• _What you are asked to do_
Update the data below by replacing each occurrence of "four integers" with "four whole numbers", keeping every other character unchanged.

• _Dataset entries_
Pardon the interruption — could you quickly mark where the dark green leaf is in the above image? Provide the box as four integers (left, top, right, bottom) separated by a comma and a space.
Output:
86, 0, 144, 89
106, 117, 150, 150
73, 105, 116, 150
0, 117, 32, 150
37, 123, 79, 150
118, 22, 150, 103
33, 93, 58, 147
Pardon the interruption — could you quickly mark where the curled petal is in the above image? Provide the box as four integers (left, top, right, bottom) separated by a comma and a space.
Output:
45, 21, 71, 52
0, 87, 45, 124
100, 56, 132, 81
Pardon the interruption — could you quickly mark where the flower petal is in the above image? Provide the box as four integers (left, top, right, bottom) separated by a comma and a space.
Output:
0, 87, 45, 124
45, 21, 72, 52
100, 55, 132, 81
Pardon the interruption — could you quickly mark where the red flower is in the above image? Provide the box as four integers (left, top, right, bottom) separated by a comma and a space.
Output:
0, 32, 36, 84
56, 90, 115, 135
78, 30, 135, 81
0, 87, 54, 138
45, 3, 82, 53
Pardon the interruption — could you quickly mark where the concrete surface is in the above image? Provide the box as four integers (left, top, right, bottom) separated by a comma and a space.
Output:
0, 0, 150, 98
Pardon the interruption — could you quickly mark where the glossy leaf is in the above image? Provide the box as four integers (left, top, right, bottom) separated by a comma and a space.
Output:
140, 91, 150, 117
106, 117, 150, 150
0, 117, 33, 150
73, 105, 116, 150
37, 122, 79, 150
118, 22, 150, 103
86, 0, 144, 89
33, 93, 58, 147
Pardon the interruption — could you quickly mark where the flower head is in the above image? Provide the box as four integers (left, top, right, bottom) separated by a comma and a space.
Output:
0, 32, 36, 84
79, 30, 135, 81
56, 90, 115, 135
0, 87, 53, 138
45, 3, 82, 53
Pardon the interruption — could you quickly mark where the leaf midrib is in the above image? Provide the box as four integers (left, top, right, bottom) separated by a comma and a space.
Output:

• _Task answer_
Pardon the interruption — could you quickly mark where the dark green leaf is in the above image? Provide the box as four whole numbers (left, top, right, bottom) separated by a comma and a space.
Output:
86, 0, 144, 89
106, 117, 150, 150
73, 105, 116, 150
0, 117, 32, 150
37, 123, 79, 150
118, 22, 150, 103
33, 93, 58, 147
Pardon the interruption — could you quickly mark where the curled petal is in the above image? Provide the box as four whole numbers (left, top, right, bottom) separated by a comma and a space.
Output:
45, 21, 71, 52
0, 87, 45, 124
100, 56, 132, 81
Pardon the interruption — could you quickly mark where the flower petal is in the above image? Provide the box as four whole numbers (left, top, right, bottom) separated by a comma and a space.
Output:
0, 87, 45, 124
45, 21, 72, 52
100, 55, 132, 81
Pardon the interruption — could you quickly mark where the red flower is in the above image? Provide the box as four whole numbers (left, top, right, bottom) separated by a comma and a space.
Output:
0, 32, 36, 84
56, 90, 115, 135
78, 30, 135, 81
0, 87, 54, 138
45, 3, 82, 53
Pardon the interruption — could you quickly mark where the concrete surface is in the above image? Provide the box as four whole numbers (left, top, right, bottom) separated by a comma and a space.
Output:
0, 0, 150, 98
Pardon the interruption — could you quickly mark where the glossy leaf is in the above image? Provide the box as four whole numbers (left, top, right, bottom) separated by a comma and a space.
Output:
140, 91, 150, 117
106, 117, 150, 150
0, 117, 33, 150
73, 105, 116, 150
37, 122, 79, 150
118, 22, 150, 103
86, 0, 144, 89
33, 93, 58, 147
Pardon the interruption — could you quickly mark where the flower head is in the above image? Provide the box as four whole numbers (left, top, right, bottom) separated by a comma and a space.
Output:
0, 32, 36, 84
79, 30, 135, 81
56, 90, 115, 135
0, 87, 53, 138
45, 3, 82, 53
Pardon the interruption — could you quickly mark where the leaf midrib is in the above image? Provide the box as four whole numbers (left, top, right, bottom) separated by a comma and a space.
Output:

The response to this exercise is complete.